» GIVEN PASSAGE:

Two major areas continued to grab researchers’ attention, Gilbert told a meeting of the American Psychological Assn. here not long ago: “How the woman was relating with the man in her ongoing relationship, and how she was conceptualizing the family.”

Meanwhile, “men were going through some of the same changes, and some of their own.” But, Gilbert said, “Men felt that they were not being understood, that nobody was even asking about them and that everyone was assuming they hadn’t changed at all, that women were doing everything, all the changing.”

Gilbert, a professor of educational psychology, knew a good study area when she saw one. It took her very little time to embark on the investigation of men in dual-career families that eventually filled a book: “Men in Dual-Career Families: Current Realities and Future Prospects” (Lawrence Erlbaum; Hillsdale, N.J.; $22.50).

She began, however, with certain stipulations. For one thing, she stressed the difference between a dual-earner family, where the woman was working solely out of economic necessity, and the dual-career family, in which “women, similar to men, view what they do outside the home as very important to their lives.”

» PROBLEMS TO SOLVE:
• A. Decide whether each statement agrees with the passage on men in dual-career families, answering yes or no and quoting the words that settle it: (i) Gilbert teaches educational psychology. (ii) In a dual-earner family, the woman works because she sees her job as very important to her life. (iii) Gilbert spoke at a meeting of the American Psychological Assn.
• B. Write the next part of the passage on men in dual-career families, picking up after its final sentence.
The entries have nothing to do with the passage on men in dual-career families or the work on it.

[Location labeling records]
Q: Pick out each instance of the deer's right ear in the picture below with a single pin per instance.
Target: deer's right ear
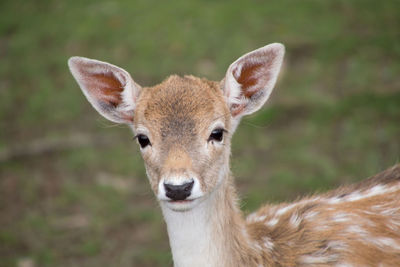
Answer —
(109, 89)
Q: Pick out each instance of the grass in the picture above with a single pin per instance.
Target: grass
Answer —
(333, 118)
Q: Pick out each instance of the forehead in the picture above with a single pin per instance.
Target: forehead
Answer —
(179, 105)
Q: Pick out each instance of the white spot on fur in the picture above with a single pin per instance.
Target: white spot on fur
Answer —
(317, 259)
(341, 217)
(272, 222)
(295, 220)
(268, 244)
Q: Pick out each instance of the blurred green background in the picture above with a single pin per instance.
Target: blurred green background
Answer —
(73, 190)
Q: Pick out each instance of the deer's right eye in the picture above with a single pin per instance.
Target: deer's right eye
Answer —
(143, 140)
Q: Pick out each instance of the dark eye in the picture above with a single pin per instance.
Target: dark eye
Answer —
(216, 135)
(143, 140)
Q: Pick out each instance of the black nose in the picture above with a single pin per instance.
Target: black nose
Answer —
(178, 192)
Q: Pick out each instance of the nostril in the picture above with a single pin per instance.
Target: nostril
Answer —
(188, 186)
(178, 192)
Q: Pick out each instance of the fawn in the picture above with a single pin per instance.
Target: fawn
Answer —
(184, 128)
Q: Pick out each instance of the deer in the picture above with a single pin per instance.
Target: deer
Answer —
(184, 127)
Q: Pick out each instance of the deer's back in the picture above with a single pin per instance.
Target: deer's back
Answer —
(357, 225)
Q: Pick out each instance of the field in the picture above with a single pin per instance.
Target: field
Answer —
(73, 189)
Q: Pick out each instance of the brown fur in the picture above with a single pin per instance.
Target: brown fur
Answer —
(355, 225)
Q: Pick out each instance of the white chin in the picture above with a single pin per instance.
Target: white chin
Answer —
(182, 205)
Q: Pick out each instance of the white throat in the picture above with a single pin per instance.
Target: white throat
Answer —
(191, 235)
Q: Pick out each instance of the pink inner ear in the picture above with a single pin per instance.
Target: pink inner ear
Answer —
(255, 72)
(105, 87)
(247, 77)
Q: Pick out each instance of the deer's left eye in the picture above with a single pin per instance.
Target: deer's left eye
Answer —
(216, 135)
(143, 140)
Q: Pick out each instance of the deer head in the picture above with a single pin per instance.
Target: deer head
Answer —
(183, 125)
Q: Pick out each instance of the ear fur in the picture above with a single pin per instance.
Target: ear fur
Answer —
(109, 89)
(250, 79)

--

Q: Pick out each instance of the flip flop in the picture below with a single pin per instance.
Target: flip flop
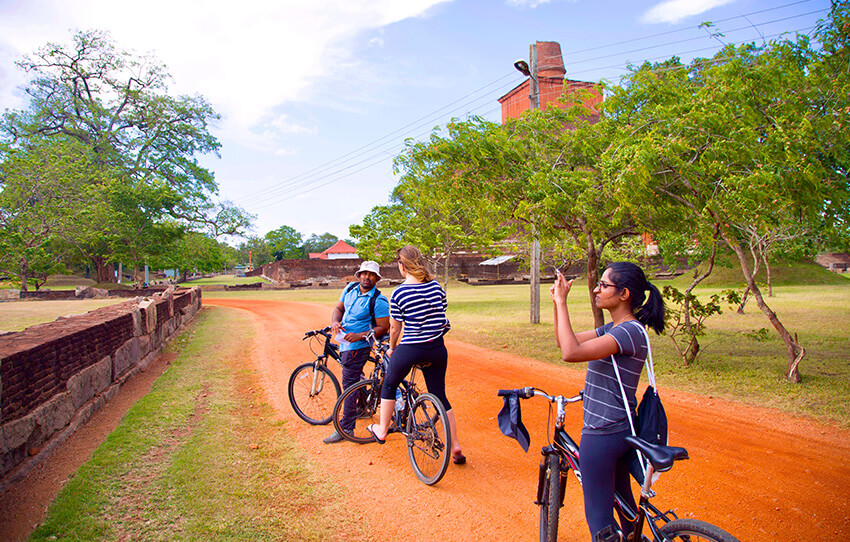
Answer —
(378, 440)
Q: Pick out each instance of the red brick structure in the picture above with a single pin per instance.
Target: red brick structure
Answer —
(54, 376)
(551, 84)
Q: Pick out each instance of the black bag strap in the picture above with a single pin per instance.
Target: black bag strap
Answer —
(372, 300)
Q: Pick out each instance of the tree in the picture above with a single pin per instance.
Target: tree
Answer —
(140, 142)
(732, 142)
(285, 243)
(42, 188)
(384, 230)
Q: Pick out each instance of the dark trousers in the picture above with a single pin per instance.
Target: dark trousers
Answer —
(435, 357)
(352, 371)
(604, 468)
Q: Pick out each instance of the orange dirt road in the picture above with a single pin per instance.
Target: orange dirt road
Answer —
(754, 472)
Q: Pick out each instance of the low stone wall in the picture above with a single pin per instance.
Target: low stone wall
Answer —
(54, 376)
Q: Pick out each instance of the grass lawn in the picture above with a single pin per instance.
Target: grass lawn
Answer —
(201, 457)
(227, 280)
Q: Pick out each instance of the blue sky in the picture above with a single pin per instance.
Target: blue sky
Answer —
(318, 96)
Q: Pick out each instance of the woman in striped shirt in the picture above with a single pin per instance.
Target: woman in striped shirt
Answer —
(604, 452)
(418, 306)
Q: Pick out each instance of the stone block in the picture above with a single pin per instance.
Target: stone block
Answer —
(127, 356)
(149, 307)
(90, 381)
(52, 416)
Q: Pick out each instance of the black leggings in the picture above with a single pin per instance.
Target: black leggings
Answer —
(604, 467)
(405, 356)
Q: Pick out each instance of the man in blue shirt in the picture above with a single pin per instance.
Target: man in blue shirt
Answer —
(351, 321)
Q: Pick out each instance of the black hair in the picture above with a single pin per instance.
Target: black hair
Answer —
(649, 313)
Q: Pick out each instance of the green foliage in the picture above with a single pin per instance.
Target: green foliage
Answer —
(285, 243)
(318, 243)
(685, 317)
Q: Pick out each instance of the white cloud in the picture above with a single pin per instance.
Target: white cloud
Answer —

» ANSWERS TO EACH TASK:
• A.
(i) Yes: "Gilbert, a professor of educational psychology"
(ii) No: "a dual-earner family, where the woman was working solely out of economic necessity"
(iii) Yes: "Gilbert told a meeting of the American Psychological Assn. here not long ago"

• B.
Dual-career families were too new, too varied to fit any single mold, Gilbert determined. “There is no one dual-career family,” she said. And while “it is the concept of equity that best describes the dual-career family,” not everything within those families, said Gilbert, “divides neatly down the middle.” Role-sharing is an ideal, she said, one that “underlies the whole concept of the dual-career family.” In fact, she said, “there is no one of these families that is truly egalitarian.”

Gilbert’s study focused on 85 dual-career families in the Austin-San Antonio area. Most fit the conventional “white middle class” label, with the men ages 28 to 45. All had been married at least two years, and some were in second marriages. In all the families, both husband and wife were working full time. Some had children, but all of those who did not said they were planning to have at least one child.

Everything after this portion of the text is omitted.